__REQUEST__: All the entries need to be quoted exactly, apart from the pictures, which you should drop.

__PROVIDED MATERIAL__:
=-=-=

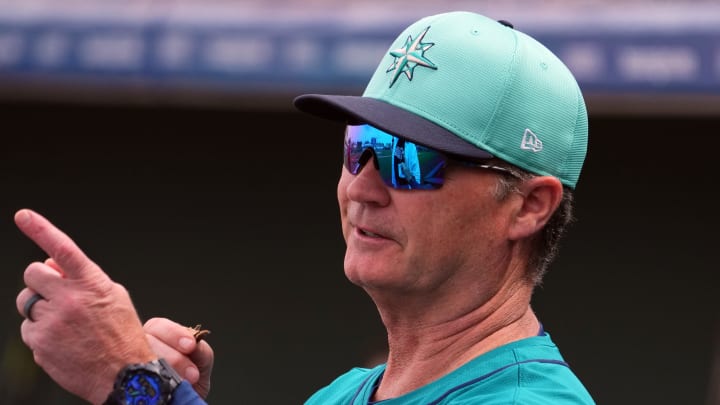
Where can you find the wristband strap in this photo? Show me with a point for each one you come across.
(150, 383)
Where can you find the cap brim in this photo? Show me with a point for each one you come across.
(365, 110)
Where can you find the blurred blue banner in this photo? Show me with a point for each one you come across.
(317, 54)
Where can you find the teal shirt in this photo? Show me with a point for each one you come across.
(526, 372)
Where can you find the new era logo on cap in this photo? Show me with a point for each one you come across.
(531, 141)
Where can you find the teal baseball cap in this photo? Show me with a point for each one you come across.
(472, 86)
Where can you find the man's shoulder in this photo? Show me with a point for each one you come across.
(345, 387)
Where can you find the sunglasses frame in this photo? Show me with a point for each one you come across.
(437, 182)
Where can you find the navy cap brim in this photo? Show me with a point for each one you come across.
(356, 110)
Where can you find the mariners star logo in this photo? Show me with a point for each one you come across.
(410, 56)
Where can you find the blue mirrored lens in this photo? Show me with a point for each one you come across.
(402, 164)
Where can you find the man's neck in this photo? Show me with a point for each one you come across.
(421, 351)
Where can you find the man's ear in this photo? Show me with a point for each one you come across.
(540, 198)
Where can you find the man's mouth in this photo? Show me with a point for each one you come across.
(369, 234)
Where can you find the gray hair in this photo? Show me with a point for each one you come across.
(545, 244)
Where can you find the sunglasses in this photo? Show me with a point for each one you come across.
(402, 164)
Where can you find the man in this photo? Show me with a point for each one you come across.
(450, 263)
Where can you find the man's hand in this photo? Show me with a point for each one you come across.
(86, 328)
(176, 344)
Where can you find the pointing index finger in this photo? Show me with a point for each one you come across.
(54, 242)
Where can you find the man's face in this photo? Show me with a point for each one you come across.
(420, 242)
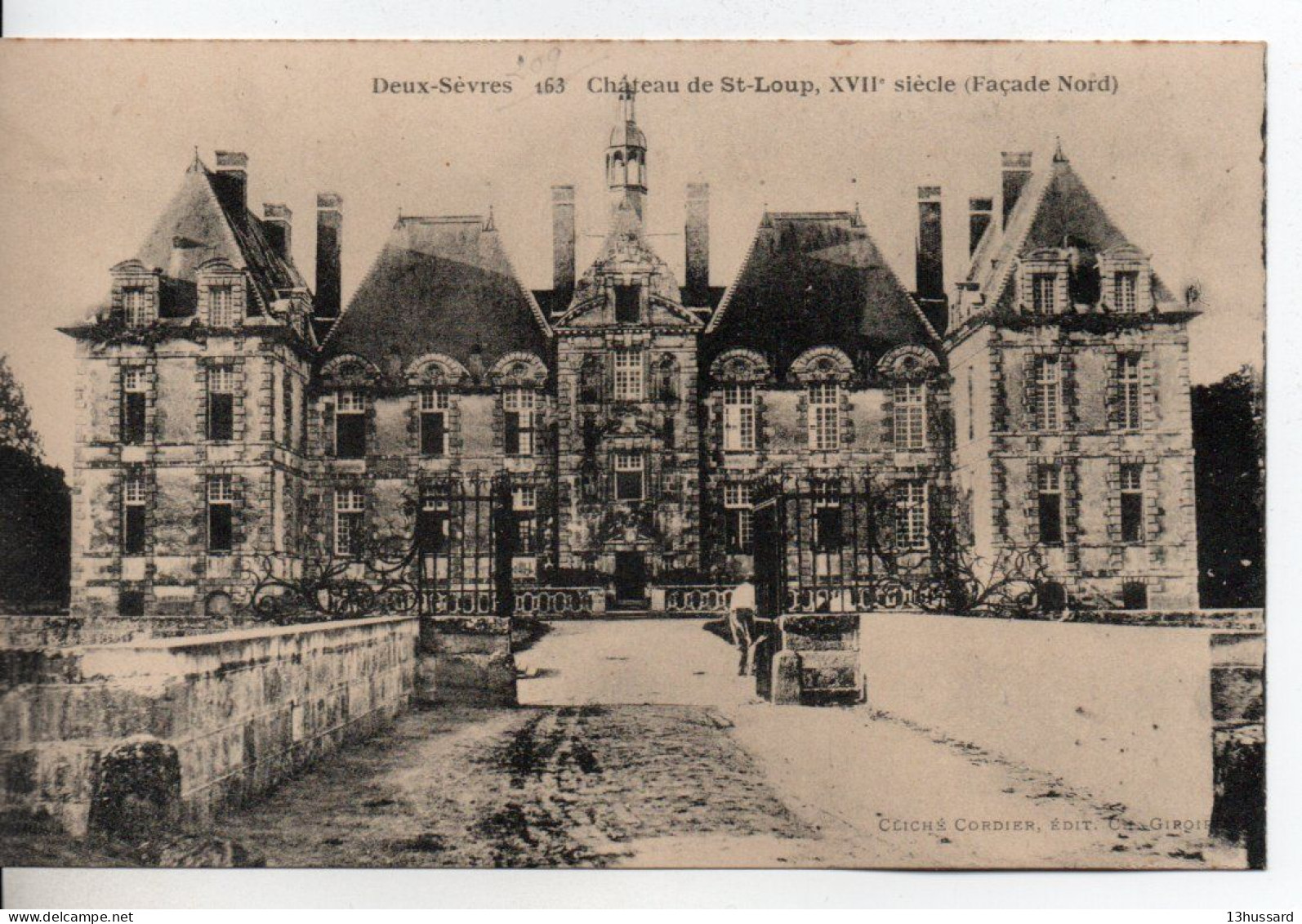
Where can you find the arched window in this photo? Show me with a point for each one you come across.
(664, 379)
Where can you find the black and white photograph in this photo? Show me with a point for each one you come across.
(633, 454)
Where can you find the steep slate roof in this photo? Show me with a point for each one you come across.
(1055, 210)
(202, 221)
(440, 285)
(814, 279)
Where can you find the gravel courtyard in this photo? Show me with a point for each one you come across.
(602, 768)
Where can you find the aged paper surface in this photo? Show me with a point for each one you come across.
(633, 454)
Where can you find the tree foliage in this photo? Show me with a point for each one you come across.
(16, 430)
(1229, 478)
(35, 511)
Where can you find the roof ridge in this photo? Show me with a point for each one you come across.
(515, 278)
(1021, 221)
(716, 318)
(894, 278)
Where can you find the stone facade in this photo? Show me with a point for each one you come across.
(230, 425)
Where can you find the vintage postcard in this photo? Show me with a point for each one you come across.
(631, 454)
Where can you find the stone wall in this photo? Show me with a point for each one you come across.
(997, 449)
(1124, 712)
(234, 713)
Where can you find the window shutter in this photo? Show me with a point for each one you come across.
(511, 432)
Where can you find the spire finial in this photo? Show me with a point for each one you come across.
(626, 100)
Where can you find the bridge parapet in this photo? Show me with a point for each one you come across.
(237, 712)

=-=-=

__SOLUTION__:
Where can you find the wristband strap in this photo? Show me with a point for each one you come across.
(150, 383)
Where can you find the cap brim in this photo? Show me with a point for each one you come across.
(365, 110)
Where can you find the blurred blue banner in this photo? Show me with a point for each one you come across.
(317, 54)
Where can you find the teal shirt in this photo? Show me with a point for each one you come across.
(526, 372)
Where can you find the new era logo on cap in this photo? Show me with a point for each one you come across.
(531, 141)
Where can you find the teal baseball cap in this photo? Show me with a point for each one you come across.
(472, 86)
Where can you find the man's shoulder in this photo? Show me with a point for each one you come across.
(345, 387)
Where can you find the sunglasses frame in this photo? Show me with a point for each one you come across.
(437, 182)
Where can you find the navy cap brim in this photo? Show me with a point for each one you come across.
(356, 110)
Where can you find the mariners star logo in this photo? Show me with a point for each one you come across.
(410, 56)
Where can you find the blue mirrored lens in this photo? Show me with a point for each one you come across.
(402, 164)
Where can you find the man's neck in this photo? Show me with a point for each one you come across.
(421, 351)
Where can you find the man's ear in this photo? Show me with a point for each one you come across.
(540, 198)
Where can you find the man's mouth in this photo? Show me with a point for each one you come across.
(369, 234)
Where can you find the gray hair in this photo? Show me with a point for each one you come across.
(545, 244)
Where can you find the sunglasses in this photo? Show me with a point for each one you come across.
(402, 164)
Where can you find the man in this photo? Show me with a point for each one you come across.
(450, 263)
Where can you find the man's hand in this photo? Show me with a point for each one you come across.
(86, 328)
(176, 344)
Where can you find the pointing index finger in this photo? Show me with a point for each one you come across.
(54, 242)
Where can you find the man's face in this photo? Show me with a point for each one you come across.
(420, 242)
Where can you find the arched window in this photo? Show me with a point for each one you come across.
(664, 379)
Where can you find the black and white photograph in this photo? Show me with a point for each one you come across.
(633, 454)
Where can you find the steep slate roof in this photo? Show me with a point for each one you come across.
(1055, 210)
(202, 221)
(440, 285)
(814, 279)
Where can you find the gravel courtyard in this photo? Show me with a point for each one you come across.
(602, 768)
Where can you find the aged paper surface in this photo? Show me with a point for each one you come across.
(633, 454)
Where can you find the tree foliage in this photo? Show me with a point for each one you come across.
(16, 430)
(1229, 478)
(35, 511)
Where can you find the roof ridge in this photo? Show me with a point for each one you come across.
(515, 278)
(1021, 221)
(716, 318)
(894, 278)
Where can you find the stone facade in this photo? Show me with a point for each one you come across.
(230, 425)
Where can you find the vintage postcard in this photo? Show me with a point for each one you come across.
(631, 454)
Where can you find the stone wall in this photo? Show me with a point for each one you come across.
(997, 449)
(1124, 712)
(234, 713)
Where can you find the window shutter in this photo? Show me with a point for each one you come across.
(511, 432)
Where can you find the spire finial in this photo? Show me with a point for each one you come across.
(626, 100)
Where can you find the bridge parapet in this photo? Show me with a point for each one you come across.
(237, 712)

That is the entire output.